** Opening SOURCE DATA block **

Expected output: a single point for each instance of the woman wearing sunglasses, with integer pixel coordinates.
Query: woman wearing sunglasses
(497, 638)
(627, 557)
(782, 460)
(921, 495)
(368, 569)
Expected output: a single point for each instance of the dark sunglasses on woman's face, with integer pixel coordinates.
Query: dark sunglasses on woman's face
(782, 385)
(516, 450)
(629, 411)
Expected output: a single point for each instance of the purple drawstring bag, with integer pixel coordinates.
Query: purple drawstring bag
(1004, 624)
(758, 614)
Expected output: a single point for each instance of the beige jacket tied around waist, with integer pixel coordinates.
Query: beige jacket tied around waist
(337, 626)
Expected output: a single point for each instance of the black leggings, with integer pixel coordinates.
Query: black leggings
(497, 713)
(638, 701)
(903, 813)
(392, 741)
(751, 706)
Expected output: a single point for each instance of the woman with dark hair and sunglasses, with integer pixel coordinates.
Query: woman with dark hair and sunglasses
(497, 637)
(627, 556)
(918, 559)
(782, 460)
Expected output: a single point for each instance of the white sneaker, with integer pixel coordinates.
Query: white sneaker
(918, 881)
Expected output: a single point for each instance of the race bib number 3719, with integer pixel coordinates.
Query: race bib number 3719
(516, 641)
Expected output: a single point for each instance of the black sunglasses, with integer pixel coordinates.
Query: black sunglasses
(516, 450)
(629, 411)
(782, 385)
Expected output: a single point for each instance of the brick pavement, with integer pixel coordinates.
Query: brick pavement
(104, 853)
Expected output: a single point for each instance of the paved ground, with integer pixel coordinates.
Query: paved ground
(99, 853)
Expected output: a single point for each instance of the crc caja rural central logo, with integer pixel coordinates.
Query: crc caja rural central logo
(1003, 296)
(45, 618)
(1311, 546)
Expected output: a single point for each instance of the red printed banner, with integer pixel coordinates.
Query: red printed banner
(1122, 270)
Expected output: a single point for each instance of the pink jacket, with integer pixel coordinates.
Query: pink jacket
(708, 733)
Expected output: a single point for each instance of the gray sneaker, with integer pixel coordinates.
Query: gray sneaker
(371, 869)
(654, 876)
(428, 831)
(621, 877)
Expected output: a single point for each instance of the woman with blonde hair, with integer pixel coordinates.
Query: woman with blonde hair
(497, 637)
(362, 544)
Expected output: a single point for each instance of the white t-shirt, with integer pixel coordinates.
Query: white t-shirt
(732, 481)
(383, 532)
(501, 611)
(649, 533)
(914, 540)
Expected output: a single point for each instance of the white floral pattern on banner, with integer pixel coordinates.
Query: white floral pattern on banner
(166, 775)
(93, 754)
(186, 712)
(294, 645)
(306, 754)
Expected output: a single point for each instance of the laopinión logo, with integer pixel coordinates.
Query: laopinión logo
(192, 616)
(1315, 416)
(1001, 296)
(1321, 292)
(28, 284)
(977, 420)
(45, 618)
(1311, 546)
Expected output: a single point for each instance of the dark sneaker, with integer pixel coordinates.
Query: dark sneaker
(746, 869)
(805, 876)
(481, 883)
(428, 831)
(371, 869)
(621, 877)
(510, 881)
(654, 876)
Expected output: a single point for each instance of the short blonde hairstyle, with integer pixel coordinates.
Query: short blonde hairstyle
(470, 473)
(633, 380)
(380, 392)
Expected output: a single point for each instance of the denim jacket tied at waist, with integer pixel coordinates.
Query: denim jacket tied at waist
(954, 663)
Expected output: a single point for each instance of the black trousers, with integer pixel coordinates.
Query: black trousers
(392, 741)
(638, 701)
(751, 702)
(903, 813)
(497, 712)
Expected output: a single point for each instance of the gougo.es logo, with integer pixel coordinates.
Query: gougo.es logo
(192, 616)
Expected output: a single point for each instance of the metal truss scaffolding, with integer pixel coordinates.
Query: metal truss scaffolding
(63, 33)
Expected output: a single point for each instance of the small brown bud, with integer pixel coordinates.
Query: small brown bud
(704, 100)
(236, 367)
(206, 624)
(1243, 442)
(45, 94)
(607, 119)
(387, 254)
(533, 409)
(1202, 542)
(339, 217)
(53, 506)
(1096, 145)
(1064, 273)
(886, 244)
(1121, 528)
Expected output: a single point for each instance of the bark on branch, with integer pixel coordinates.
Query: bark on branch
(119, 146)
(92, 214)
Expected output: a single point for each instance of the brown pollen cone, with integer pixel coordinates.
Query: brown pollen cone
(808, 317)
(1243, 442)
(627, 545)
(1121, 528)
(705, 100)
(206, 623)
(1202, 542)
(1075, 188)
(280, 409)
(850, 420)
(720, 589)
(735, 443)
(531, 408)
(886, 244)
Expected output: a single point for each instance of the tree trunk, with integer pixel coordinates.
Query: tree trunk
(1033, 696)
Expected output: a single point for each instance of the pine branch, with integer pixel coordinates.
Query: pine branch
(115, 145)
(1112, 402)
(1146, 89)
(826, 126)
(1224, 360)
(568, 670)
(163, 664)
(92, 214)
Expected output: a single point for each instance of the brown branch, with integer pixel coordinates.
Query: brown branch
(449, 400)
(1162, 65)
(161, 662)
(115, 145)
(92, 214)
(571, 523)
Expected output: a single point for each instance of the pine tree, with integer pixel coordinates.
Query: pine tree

** Closing SOURCE DATA block **

- _TASK REQUIREMENTS_: Please reproduce, exactly as they appear above, the lines from the line containing "Expected output: a single point for each instance of the bark" up to and including the line containing "brown branch, with integer pixel coordinates.".

- _RESULT FOR THIS EXERCISE_:
Expected output: a single point for each instance of the bark on branch, with integer pixel coordinates.
Query: bark on branch
(119, 146)
(92, 214)
Expected output: a single point for each instance of the brown pollen cone, with integer pixel coordinates.
Query: brown pollen cone
(808, 317)
(1243, 442)
(627, 545)
(1121, 528)
(705, 100)
(206, 623)
(1202, 542)
(1075, 188)
(280, 409)
(850, 420)
(720, 589)
(735, 443)
(531, 408)
(886, 244)
Expected output: a single point for each instance of the tree trunk, with integer pixel coordinates.
Query: tree trunk
(1033, 696)
Expected output: a single point for each instance of the pine branch, with integer pixel coordinates.
Query: pine branch
(115, 145)
(1112, 402)
(1146, 89)
(826, 126)
(1224, 360)
(568, 670)
(163, 664)
(92, 214)
Expected output: a single point for each instance of the brown branch, with integer pixel coordinates.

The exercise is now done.